====== Records for this exercise ======
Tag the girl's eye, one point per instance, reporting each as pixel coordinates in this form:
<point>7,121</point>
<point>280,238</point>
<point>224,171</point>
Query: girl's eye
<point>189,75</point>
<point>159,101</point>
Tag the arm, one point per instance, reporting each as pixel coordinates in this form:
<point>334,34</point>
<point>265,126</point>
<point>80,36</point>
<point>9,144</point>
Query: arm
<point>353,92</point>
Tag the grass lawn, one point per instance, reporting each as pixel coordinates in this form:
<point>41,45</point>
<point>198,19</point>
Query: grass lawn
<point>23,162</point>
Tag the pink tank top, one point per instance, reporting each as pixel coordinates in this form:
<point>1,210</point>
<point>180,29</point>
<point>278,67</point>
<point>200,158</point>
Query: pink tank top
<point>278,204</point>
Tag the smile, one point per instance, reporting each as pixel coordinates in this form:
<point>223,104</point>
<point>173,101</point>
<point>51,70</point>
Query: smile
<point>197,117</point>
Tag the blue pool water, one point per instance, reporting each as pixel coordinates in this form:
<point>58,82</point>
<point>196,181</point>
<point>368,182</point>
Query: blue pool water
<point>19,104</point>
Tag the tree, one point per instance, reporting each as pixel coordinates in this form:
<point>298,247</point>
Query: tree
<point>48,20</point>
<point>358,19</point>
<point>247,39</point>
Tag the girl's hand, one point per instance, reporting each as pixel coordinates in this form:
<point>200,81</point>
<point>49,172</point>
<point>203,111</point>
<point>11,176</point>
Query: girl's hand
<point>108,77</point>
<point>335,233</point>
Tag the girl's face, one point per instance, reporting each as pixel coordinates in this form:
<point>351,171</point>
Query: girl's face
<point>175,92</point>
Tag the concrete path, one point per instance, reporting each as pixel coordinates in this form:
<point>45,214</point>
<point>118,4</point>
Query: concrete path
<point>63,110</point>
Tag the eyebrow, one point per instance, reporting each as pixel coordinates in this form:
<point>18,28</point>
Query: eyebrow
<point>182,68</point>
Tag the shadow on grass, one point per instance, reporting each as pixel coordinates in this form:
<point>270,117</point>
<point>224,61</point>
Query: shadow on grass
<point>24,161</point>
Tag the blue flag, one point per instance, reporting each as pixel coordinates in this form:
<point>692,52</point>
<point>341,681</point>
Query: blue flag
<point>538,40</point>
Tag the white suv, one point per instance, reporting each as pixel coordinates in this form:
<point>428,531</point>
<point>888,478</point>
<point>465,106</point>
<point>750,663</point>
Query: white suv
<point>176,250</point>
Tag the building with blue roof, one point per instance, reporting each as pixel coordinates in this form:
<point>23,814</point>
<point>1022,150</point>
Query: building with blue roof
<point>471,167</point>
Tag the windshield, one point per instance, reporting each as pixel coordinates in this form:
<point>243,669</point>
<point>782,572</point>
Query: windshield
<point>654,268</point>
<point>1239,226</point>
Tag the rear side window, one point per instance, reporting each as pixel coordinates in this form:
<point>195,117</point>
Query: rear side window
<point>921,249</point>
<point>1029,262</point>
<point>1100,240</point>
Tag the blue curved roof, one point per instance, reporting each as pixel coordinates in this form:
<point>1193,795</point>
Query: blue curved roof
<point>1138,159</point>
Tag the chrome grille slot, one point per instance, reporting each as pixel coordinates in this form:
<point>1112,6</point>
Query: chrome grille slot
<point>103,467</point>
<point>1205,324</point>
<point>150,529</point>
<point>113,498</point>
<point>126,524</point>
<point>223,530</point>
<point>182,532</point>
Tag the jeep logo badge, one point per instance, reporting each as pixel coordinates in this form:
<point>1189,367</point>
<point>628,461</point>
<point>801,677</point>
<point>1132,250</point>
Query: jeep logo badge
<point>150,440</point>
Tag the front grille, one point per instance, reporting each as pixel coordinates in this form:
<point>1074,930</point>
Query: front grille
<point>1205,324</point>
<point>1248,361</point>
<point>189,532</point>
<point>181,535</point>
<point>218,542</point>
======
- Your instructions: Edit all the records above, changing "pixel coordinates" to "image coordinates" wherever it occurs and leaving everything else untouched.

- The completed task:
Tag the girl's eye, one point per instance, reporting each as image coordinates in this form:
<point>7,121</point>
<point>280,238</point>
<point>224,171</point>
Query: girl's eye
<point>189,75</point>
<point>159,101</point>
Tag the arm, one point per instance, reporting each as image coordinates in this form:
<point>334,34</point>
<point>265,126</point>
<point>80,36</point>
<point>9,144</point>
Query: arm
<point>353,92</point>
Tag the grass lawn, one point per instance, reporting each as image coordinates in this form:
<point>41,45</point>
<point>198,19</point>
Query: grass lawn
<point>23,162</point>
Tag the pink tank top, one point per instance, reporting each as image coordinates in this form:
<point>1,210</point>
<point>180,29</point>
<point>278,67</point>
<point>200,158</point>
Query: pink tank top
<point>278,204</point>
Tag the smile, one point per instance, reporting each as image coordinates in this form:
<point>223,104</point>
<point>173,101</point>
<point>51,70</point>
Query: smile
<point>197,117</point>
Tag the blue pool water, one point per instance, reporting each as image coordinates in this form:
<point>58,82</point>
<point>196,181</point>
<point>368,182</point>
Query: blue pool water
<point>19,104</point>
Tag the tree, one point per instance, reporting each as image coordinates in this form:
<point>298,247</point>
Query: tree
<point>48,20</point>
<point>358,19</point>
<point>247,39</point>
Tag the girl's hand, one point per instance, reporting each as image coordinates in this form:
<point>200,81</point>
<point>49,172</point>
<point>203,111</point>
<point>11,176</point>
Query: girl's hand
<point>108,77</point>
<point>335,233</point>
Tag the girl's face, one point per instance, reporting each as image coordinates in this form:
<point>351,171</point>
Query: girl's face
<point>175,92</point>
Tag the concrete path, one point per instance, reporting each as image coordinates in this form:
<point>45,214</point>
<point>118,4</point>
Query: concrete path
<point>63,110</point>
Tag the eyebrow, one point per instance, reporting each as image coordinates in this form:
<point>18,28</point>
Query: eyebrow
<point>182,68</point>
Tag the shadow on grass, one point per instance, reporting each as image coordinates in this form:
<point>270,117</point>
<point>224,61</point>
Query: shadow on grass
<point>24,161</point>
Tag the blue flag, one point per instance, reporting each as image coordinates in this form:
<point>692,52</point>
<point>341,681</point>
Query: blue flag
<point>538,40</point>
Tag the white suv, one point per instance, reporting each as image coordinates in this form:
<point>428,531</point>
<point>888,478</point>
<point>465,106</point>
<point>750,663</point>
Query: white suv
<point>176,250</point>
Tag the building with blue roof, one point per instance, reporting each as image coordinates in this form:
<point>23,814</point>
<point>1022,150</point>
Query: building with blue roof
<point>471,167</point>
Tag the windshield, one point per instance, reporting each as image coordinates in this form:
<point>243,669</point>
<point>782,572</point>
Query: windshield
<point>654,268</point>
<point>1239,226</point>
Tag the rear side window, one point per instance, reporting each as image coordinates in this form:
<point>195,117</point>
Query: rear side window
<point>921,249</point>
<point>1029,262</point>
<point>1100,240</point>
Tag the blue curved roof, one point per instance, reporting each as image coordinates in this form:
<point>1193,795</point>
Query: blue curved roof
<point>1138,159</point>
Tag the chrome grille slot, one point per instance, reporting each as image coordinates in this form:
<point>1112,6</point>
Query: chrome grille slot
<point>103,467</point>
<point>1205,324</point>
<point>150,529</point>
<point>113,498</point>
<point>126,524</point>
<point>223,530</point>
<point>182,532</point>
Tag the jeep logo badge, one point per instance, reporting each as image coordinates in this form:
<point>1189,367</point>
<point>628,461</point>
<point>801,677</point>
<point>1132,250</point>
Query: jeep logo badge
<point>150,440</point>
Tag the front grille, one point per instance, reporting each as image coordinates in this form:
<point>1074,930</point>
Query: front grille
<point>1205,324</point>
<point>1248,361</point>
<point>189,532</point>
<point>181,535</point>
<point>218,542</point>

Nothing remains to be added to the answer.